• [Written instruction]
Please carry on the forum thread about the Icelandic word "hæklari" from the point where it stops.

• [Document text]
((

# Icelandic: hæklari



## Silver_Biscuit

Hi,

I am trying to translate a part of Jón Kalman Stefánsson's _Skurðir í rigningu_ and I am having trouble with this word, which I can't find in any dictionary. The word is _hæklari_; the sentence reads as follows:



> Til að tryggja mér hlutdeild í hömlulausri kátínu þessa dags, hafði ég talað mig upp í stöðu brautaskiptis; vann síðusti dagana á upphækkuðum palli *hæklaranna* með útsýni yfir aðalbandið.



The context is that the narrator is working in a slaughterhouse, and it's the last day of the slaughtering season. My draft translation so far is:



> To ensure myself a share of the unrestrained merriment of this day, I had talked my way into the job of switching the conveyor belts [not really sure about this bit either, _brautaskiptir_]; worked the final days on a raised platform with a view over the main conveyer belt.

))

• [Data extract]
((

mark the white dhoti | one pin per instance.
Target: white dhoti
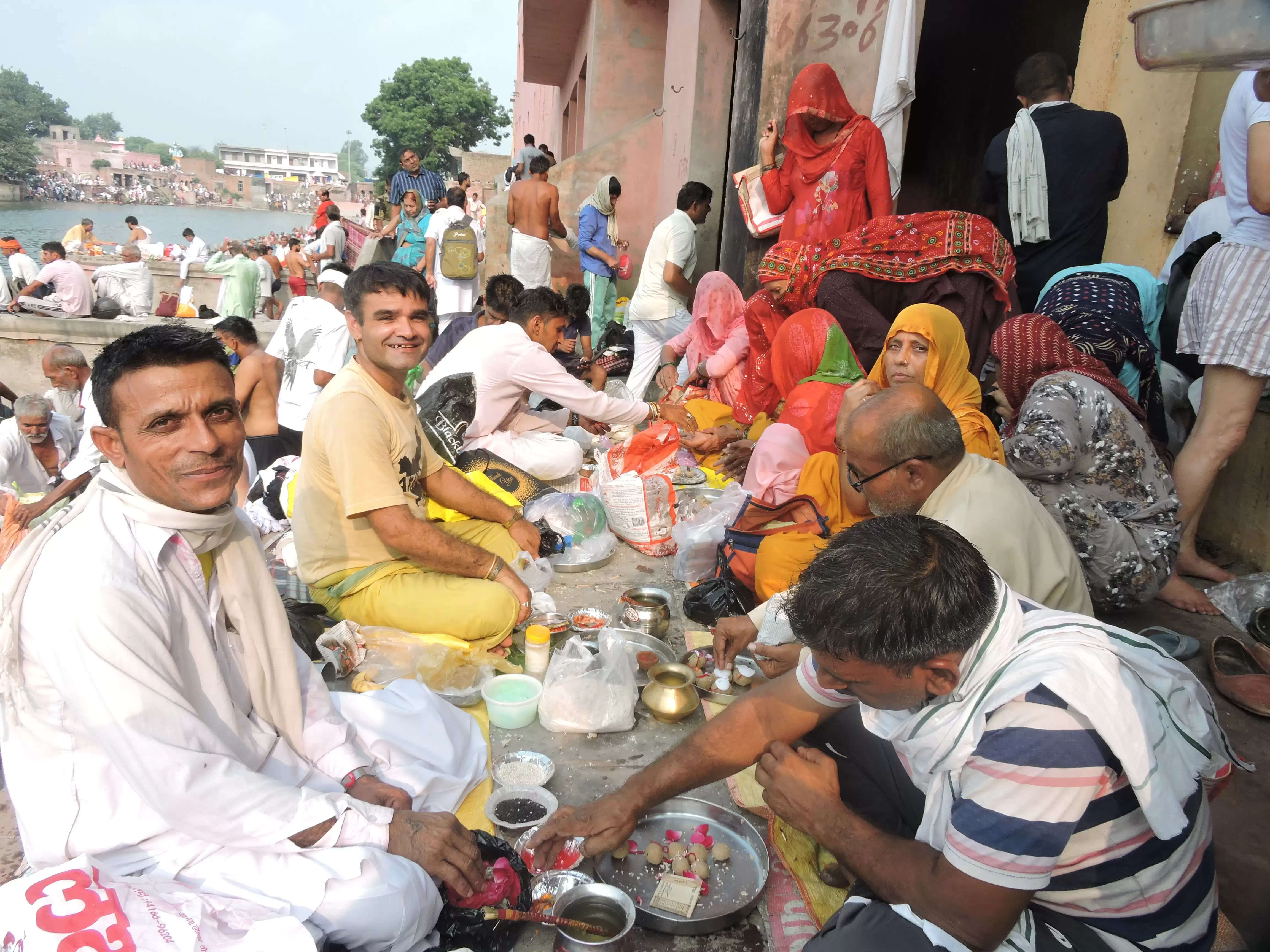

))

• [Answer]
I found the verb _að hækla_ in the dictionary, which apparently means to raise (children or livestock) with difficulty, and I asked an Icelander who said that they didn't know, but that they guessed it had something to do with hanging up the carcasses of the slaughtered animals. Can anybody shed some light on this?

Thanks!


----------



## sindridah

Icelandic or English ?? ahh I don't know! I don't have an answer but I have pretty reasonable suggestion I believe. Since he is working on this elevated platform I think he can 
be meaning that it's dangerously elevated since we have the Icelandic adjective *hækilegur* which means dangerous and the author somehow decided to create a slang noun which ended up as hækill?

It's better to read to the whole question first Sindri , But yeah also these other Icelanders suggestion is very likely, something about this hæklara and emerging(?) sheeps or something like that. Pretty confusing word.


----------



## Alxmrphi

> Til að tryggja mér hlutdeild í hömlulausri kátínu þessa dags, hafði ég talað mig upp í stöðu brautaskiptis; vann síðusti dagana á upphækkuðum palli *hæklaranna* með útsýni yfir aðalbandið.


Every time I read that sentence alarm bells start going off when I see "*vann síðusti dagana*".
Is it right? Typo? Different sort of usage? I'd have put *síðustu*. Would I be wrong?

(I also tried searching everywhere for this word and only found about 4 uses, none of which had an explanation!)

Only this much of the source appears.